ある日突然、英語が話せるように……!? 有働由美子さんと英語のつきあい方【杉田敏の 現代ビジネス英語】

有働由美子さんと杉田敏先生の特別対談を公開!

NHKのアナウンサーとして「あさイチ」や「NHK紅白歌合戦」などの司会などを担当し、退局後は多方面で活躍している有働由美子さん。海外の要人への大事なインタビューは、杉田敏先生のアドバイスを受けて臨んできたそうです。

ニューヨーク特派員時代の苦労話から、トランプ大統領をめぐる英語の動きまで、有働さんと杉田先生が語り合います。

※『杉田敏の 現代ビジネス英語 2025年 春号』より一部抜粋して掲載。

人間力が試されたニューヨーク特派員時代

杉田 有働さんと初めてお会いしたのはNHKで「あさイチ」の司会をされていたころなので、もう10年ほど前でしょうか。私のラジオ番組のディレクターが「あさイチ」の担当に異動になると聞き、有働さんの一ファンとして「会わせて」とお願いしたのがきっかけでした。お会いする前に「有働さんてどんな人?」とディレクターに聞いたら、「素(す)の人」だと。その形容がいちばん合っている気がします。

有働 確かに噓がつけない性分というか、かっこつけられないというか……(笑)。

杉田 私の友人を含め数人で、初めて食事をご一緒したときは、「明日も『あさイチ』があるので早めに失礼します」とおっしゃって、でも結局、時間をオーバーして盛り上がりましたね。アボカドマルガリータを飲みながら。

有働 そうでした。おいしかったなぁ(笑)。

杉田 長く視聴者に愛されている有働さん。性格のよさが画面からにじみ出ているのだと思います。

有働 テレビ番組はみんなで作るものなので、ほぼ100パーセント、スタッフのおかげです。私は最後に乗っからせていただくだけ。

杉田 いつも謙虚でいらっしゃいますが、アメリカ企業では社員研修などで「自分の長所をアピールせよ」という研修をやることがあります。Accentuate the Positiveというものですが、謙遜せずに「これだけはだれにも負けない」という点を挙げなさいと。

有働 いいですね。日本企業にはなかなかない文化ですよね。

杉田 有働さんが自分の長所をアピールするとしたら、どんなことでしょう?

提供データ:
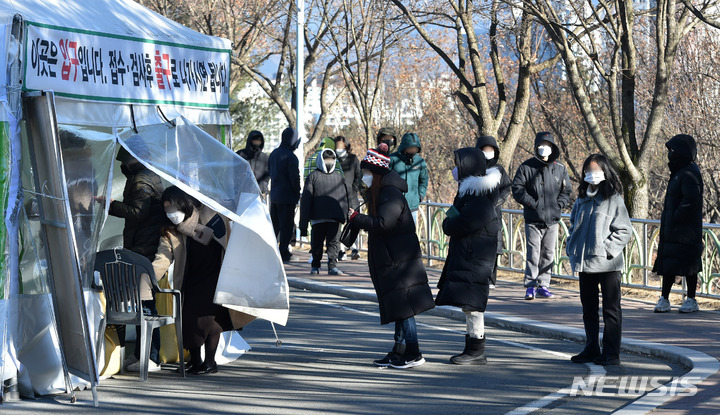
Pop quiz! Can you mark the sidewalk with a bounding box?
[285,248,720,415]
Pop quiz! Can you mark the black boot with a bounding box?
[450,334,487,365]
[390,343,425,369]
[373,343,405,367]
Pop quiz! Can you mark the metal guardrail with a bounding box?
[348,202,720,299]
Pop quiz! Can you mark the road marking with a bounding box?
[290,295,607,415]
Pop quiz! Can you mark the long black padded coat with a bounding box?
[435,148,502,311]
[653,135,703,276]
[352,171,435,324]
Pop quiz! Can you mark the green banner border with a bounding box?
[22,21,232,110]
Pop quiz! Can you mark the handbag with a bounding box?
[340,202,365,246]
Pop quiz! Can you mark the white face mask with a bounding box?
[362,174,372,189]
[585,170,605,186]
[166,210,185,225]
[538,146,552,157]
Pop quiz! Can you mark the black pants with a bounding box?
[310,222,340,270]
[662,274,697,299]
[580,271,622,357]
[270,201,295,261]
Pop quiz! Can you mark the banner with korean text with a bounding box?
[23,22,231,109]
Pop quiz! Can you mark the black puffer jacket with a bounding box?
[475,135,512,255]
[109,148,165,261]
[653,134,703,275]
[298,149,349,235]
[353,171,435,324]
[435,148,501,311]
[268,128,300,205]
[338,153,362,209]
[237,131,270,194]
[512,133,572,225]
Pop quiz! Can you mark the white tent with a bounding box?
[0,0,289,404]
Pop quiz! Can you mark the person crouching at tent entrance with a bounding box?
[153,186,233,375]
[435,147,502,365]
[349,143,435,369]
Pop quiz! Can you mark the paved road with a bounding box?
[0,290,686,414]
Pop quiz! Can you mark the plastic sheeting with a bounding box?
[119,117,290,325]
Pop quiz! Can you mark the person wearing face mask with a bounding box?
[475,135,512,288]
[376,127,397,152]
[653,134,703,313]
[566,154,632,365]
[152,186,248,375]
[298,148,350,275]
[268,127,300,262]
[237,130,270,198]
[435,147,502,365]
[95,147,165,372]
[349,143,435,369]
[335,135,362,261]
[512,132,571,300]
[390,133,429,225]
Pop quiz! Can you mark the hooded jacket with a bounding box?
[237,131,270,194]
[268,128,300,205]
[435,147,502,311]
[512,133,572,226]
[390,133,428,210]
[565,192,632,273]
[109,148,165,261]
[653,134,703,275]
[475,135,512,255]
[352,171,435,324]
[303,137,343,179]
[298,149,349,235]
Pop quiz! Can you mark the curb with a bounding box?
[287,276,720,415]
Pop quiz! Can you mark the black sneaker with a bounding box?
[373,352,396,367]
[390,354,425,369]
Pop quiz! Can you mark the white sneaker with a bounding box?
[123,354,137,367]
[125,360,162,372]
[653,296,670,313]
[678,297,700,313]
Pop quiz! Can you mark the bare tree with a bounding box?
[139,0,352,156]
[522,0,712,217]
[391,0,555,169]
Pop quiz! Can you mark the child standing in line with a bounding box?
[566,154,632,365]
[299,149,349,275]
[435,147,502,365]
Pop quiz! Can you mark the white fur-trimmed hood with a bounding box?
[458,167,502,197]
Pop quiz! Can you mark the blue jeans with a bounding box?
[395,317,418,344]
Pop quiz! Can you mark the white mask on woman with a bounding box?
[362,174,372,189]
[165,210,185,225]
[538,146,552,157]
[585,170,605,186]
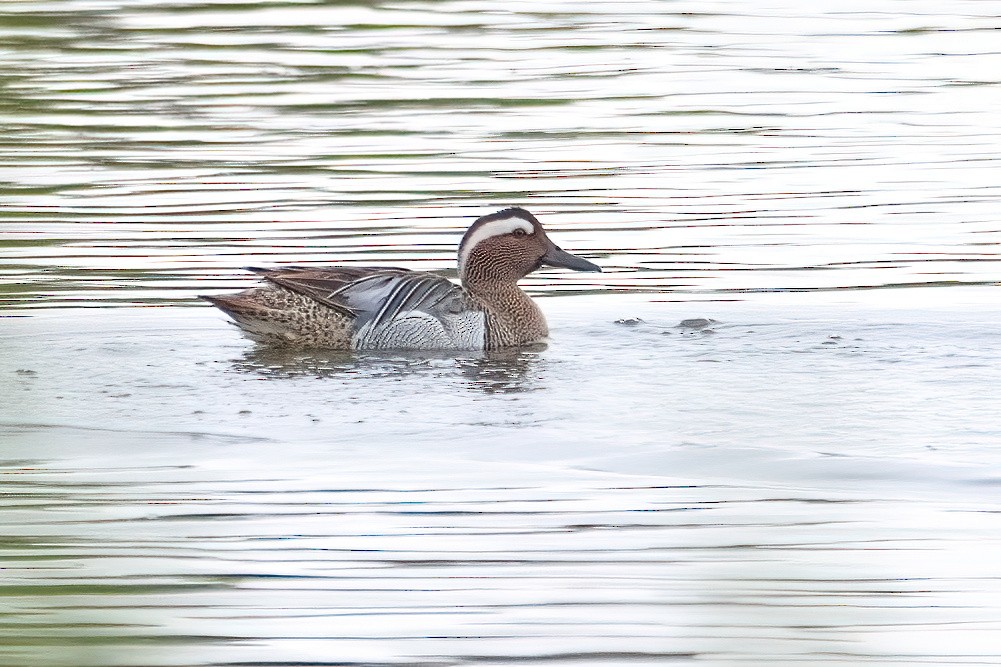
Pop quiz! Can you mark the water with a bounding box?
[0,0,1001,667]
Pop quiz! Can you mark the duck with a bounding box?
[202,206,602,351]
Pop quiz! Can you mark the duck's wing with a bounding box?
[258,266,485,350]
[254,266,422,317]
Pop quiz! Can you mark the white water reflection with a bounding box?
[0,0,1001,306]
[0,0,1001,667]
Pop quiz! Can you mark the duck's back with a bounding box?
[209,266,485,350]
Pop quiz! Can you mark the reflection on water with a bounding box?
[233,344,547,394]
[0,0,1001,667]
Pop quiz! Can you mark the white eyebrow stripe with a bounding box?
[458,215,533,275]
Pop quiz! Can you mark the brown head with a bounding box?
[458,207,602,284]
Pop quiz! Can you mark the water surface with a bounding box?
[0,0,1001,667]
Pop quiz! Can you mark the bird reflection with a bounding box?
[459,344,546,394]
[232,344,546,394]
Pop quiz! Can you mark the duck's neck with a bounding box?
[462,278,550,348]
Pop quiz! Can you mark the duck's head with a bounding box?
[458,207,602,283]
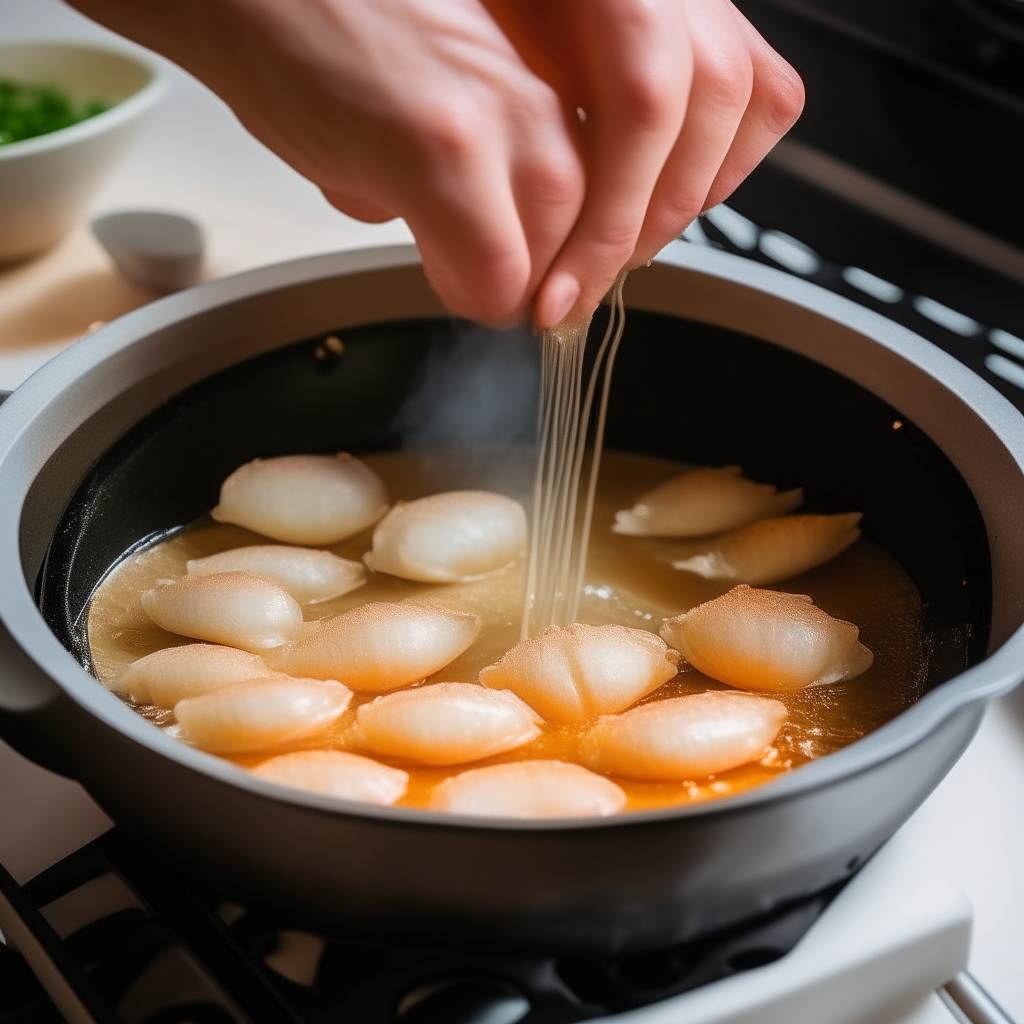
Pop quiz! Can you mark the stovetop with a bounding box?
[0,828,971,1024]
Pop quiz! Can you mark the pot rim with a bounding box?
[0,242,1024,831]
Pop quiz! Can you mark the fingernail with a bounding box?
[535,270,580,331]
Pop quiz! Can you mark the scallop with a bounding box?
[141,572,306,651]
[111,643,270,708]
[185,544,367,604]
[174,676,352,754]
[581,690,786,782]
[273,601,482,690]
[662,584,873,693]
[364,490,526,583]
[430,761,626,818]
[355,683,541,765]
[480,623,679,723]
[252,751,409,807]
[611,466,804,537]
[672,512,861,586]
[210,453,388,546]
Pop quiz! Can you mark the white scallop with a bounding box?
[672,512,861,586]
[611,466,804,537]
[355,683,541,765]
[185,544,367,604]
[662,584,873,693]
[174,676,352,754]
[141,572,306,651]
[430,761,626,818]
[210,452,388,546]
[272,601,482,690]
[252,751,409,807]
[480,623,678,722]
[581,690,786,782]
[111,643,270,708]
[364,490,526,583]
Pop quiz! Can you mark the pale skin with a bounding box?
[73,0,804,328]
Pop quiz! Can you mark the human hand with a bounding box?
[485,0,804,327]
[68,0,802,327]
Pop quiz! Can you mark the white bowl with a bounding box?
[0,43,166,262]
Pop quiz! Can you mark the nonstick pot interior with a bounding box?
[38,310,991,687]
[0,247,1024,952]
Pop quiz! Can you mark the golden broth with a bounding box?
[88,452,927,810]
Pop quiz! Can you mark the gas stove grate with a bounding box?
[0,828,839,1024]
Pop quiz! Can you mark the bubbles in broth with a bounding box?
[88,450,927,814]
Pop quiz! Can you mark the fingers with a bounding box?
[392,71,585,326]
[321,188,397,224]
[703,5,804,209]
[534,0,691,328]
[535,0,803,319]
[631,0,755,265]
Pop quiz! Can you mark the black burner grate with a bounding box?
[0,829,838,1024]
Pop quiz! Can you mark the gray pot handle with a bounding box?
[0,391,71,771]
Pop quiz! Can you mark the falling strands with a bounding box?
[522,271,626,637]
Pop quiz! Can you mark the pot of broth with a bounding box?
[0,244,1024,955]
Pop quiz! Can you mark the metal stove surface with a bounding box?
[0,829,972,1024]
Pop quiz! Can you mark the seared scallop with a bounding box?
[111,643,270,708]
[355,683,541,765]
[662,584,873,693]
[430,761,626,818]
[672,512,861,586]
[186,544,367,604]
[581,690,785,782]
[141,572,306,651]
[174,676,352,754]
[210,453,387,545]
[611,466,804,537]
[272,601,482,690]
[252,751,409,807]
[364,490,526,583]
[480,623,679,723]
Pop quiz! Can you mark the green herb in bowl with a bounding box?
[0,78,110,145]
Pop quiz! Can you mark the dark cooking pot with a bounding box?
[0,237,1024,953]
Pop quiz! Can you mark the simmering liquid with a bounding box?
[88,452,927,811]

作業内容:
有働由美子さんと杉田敏先生の対談の本文を、最後の杉田先生の問いかけに続けて書き進めてください。

出力結果:
有働 う~ん……。思ったままに語り、行動することでしょうか。年齢を重ねると案外難しいことで、リスクもありますが。あとはすぐに忘れる。落ち込んでも、わりと早く「さあ、次!」となるタイプです。

杉田 忘れるというのはいいことですよ。アルベルト・シュバイツァーの有名なことばにHappiness is nothing more than good health and a bad memory. というのがあります。特に嫌なことはすぐに忘れましょう。

有働 そうですね。客観的に自分を振り返ってみると、私は平成3年(1991年)入社で、女性アナウンサーの採用は例年より多めの7人でした。そのほとんどがミスキャンパスなどだった人たちで、「1人ぐらいは違ったタイプも」と拾われたのが私だそうです。そこで、ほかの人と同じことをやっても……と考え、たとえば朝のニュースで、「自転車を不法投棄すると罰金を取られることになった」という話題について中継するときに、スタッフが不法投棄する役、私が注意する役でコントふうに伝えたりしました。そのときは「ふざけすぎ」と怒られたのですが(笑)、早くから自分の役割を認識できたことが、1つの強みになったという気はします。

杉田 有働さんらしいエピソードですね(笑)。活動は多岐にわたりますが、キャリアの中で何が印象深いですか?

有働 それはもう、特派員としてニューヨークに3年間行かせてもらったことです。

杉田 好き嫌いが分かれる街ですけど。

有働 私が育った大阪っぽさを感じる街で、水が合いました。向こうでは常に「NHKなんて知らん、有働由美子なんて知らん。なんであなたの取材を受けなきゃいけない?」からのスタートで、アジア人差別を受けることも。そうすると、笑顔で相手の不信感を解くとか、オリガミを持っていって気を引くとか、プリミティブな人間力で生きていくしかない。40歳手前での赴任でしたが、それまでは組織内でうまく回っていたやり方が通用せず、自分の力が試された。それが楽しかったんです。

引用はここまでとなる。